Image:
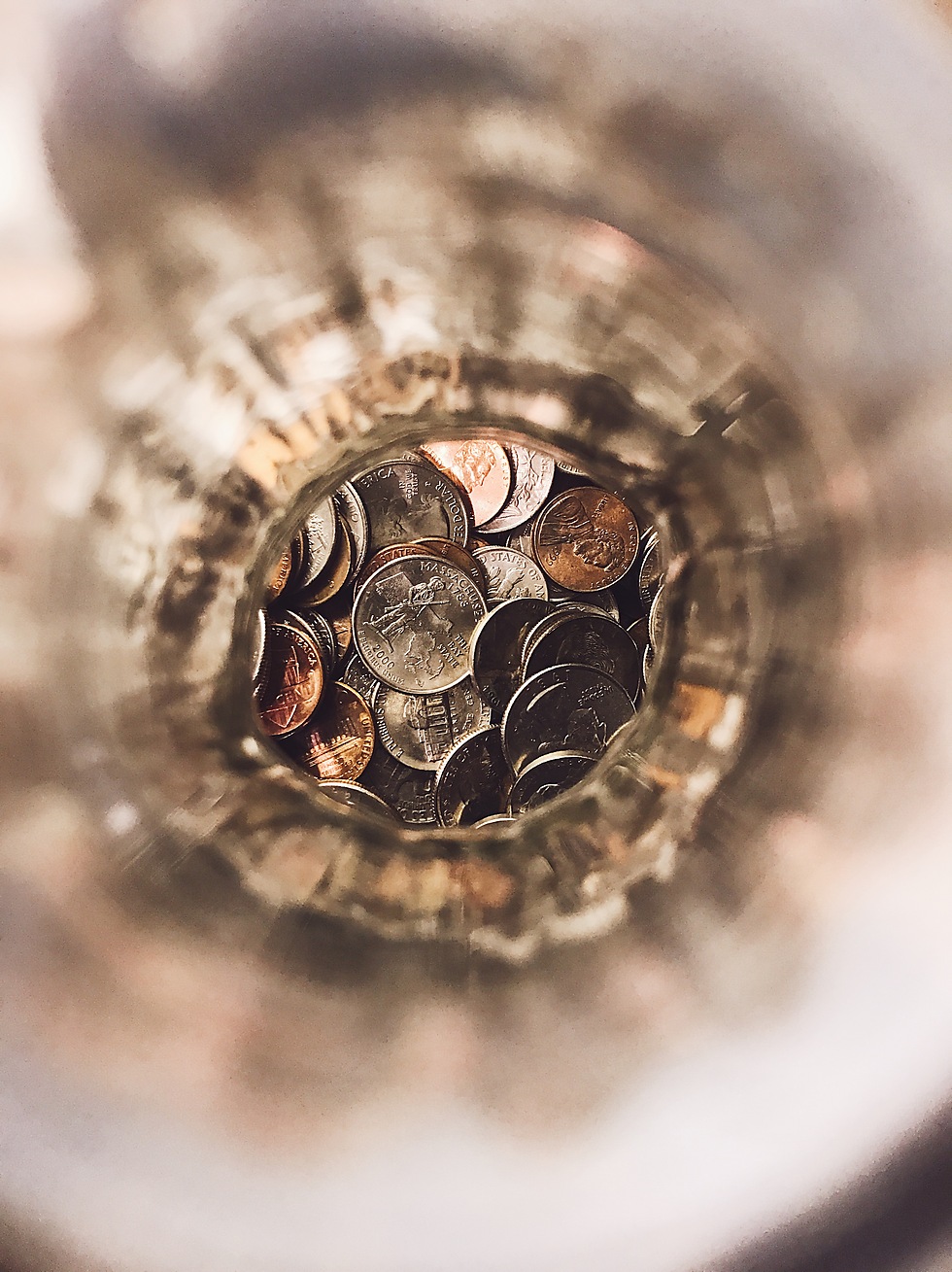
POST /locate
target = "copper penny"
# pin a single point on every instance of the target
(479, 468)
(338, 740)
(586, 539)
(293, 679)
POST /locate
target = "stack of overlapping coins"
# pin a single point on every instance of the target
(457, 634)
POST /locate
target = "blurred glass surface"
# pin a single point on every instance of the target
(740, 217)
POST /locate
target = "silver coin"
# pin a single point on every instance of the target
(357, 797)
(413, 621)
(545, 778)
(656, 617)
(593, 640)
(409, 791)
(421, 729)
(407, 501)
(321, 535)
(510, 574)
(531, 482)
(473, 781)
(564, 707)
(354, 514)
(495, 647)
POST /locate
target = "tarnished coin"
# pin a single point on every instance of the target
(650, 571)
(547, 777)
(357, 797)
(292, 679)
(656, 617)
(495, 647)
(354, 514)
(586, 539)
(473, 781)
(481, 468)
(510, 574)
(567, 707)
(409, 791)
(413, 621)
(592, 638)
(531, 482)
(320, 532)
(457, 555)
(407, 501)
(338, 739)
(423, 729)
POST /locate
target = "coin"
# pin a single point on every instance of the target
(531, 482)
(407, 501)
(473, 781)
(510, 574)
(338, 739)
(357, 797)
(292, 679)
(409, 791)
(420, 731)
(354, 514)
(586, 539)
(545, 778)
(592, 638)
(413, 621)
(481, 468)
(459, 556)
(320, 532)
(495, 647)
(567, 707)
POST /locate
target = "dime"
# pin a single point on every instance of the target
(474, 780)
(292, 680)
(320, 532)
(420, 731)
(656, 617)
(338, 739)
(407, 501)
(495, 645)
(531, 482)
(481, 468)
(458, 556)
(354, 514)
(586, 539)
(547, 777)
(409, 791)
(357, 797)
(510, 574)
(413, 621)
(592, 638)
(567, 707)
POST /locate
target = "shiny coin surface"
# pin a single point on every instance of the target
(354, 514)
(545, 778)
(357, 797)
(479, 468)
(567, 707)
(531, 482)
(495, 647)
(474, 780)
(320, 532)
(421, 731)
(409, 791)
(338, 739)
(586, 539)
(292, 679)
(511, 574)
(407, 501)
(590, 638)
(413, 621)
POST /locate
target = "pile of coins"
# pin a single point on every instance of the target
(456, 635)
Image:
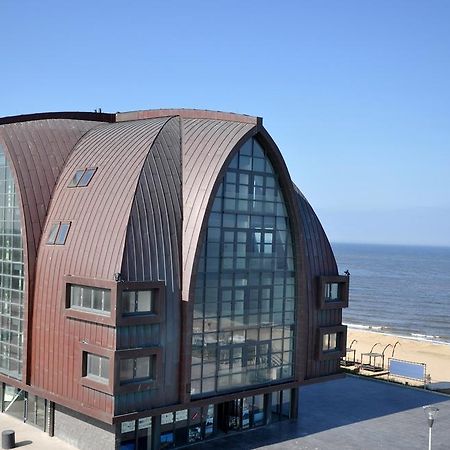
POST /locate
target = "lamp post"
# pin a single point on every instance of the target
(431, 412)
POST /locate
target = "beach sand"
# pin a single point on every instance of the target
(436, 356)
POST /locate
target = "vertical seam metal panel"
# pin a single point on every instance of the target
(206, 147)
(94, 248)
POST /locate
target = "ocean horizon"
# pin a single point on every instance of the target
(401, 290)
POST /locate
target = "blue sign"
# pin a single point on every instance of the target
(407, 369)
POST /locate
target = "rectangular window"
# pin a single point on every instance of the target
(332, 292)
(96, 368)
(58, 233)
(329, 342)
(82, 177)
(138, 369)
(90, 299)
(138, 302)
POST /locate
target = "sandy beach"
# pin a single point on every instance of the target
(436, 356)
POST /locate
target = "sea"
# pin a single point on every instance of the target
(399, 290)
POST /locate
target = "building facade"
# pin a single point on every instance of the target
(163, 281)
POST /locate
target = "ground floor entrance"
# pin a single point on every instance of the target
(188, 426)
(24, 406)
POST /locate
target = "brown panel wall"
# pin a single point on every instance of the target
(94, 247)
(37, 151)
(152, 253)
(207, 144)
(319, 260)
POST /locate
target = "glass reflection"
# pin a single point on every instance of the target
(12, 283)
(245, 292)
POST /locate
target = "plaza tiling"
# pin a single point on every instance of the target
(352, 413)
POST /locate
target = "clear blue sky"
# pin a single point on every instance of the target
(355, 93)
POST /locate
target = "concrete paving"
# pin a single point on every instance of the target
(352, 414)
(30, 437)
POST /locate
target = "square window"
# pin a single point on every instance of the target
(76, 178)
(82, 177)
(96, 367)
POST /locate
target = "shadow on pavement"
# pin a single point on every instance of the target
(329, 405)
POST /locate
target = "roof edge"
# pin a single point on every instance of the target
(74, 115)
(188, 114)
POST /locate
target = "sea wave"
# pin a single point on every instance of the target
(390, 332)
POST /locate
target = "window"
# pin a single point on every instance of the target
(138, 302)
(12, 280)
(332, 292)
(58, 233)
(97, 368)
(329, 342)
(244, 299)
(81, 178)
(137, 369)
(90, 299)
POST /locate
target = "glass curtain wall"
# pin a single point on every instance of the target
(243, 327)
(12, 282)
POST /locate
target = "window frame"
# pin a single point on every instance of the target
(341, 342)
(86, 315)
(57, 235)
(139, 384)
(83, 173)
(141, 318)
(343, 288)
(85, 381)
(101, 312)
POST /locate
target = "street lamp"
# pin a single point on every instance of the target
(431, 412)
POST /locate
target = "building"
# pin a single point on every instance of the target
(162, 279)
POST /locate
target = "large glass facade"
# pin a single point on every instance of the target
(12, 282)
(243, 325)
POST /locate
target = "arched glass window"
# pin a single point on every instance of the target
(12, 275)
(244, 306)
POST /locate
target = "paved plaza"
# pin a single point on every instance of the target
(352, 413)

● Work to be completed: Select every line of the records that contains the string "lamp", matching case exactly.

● Result:
target = "lamp post"
target = "street lamp"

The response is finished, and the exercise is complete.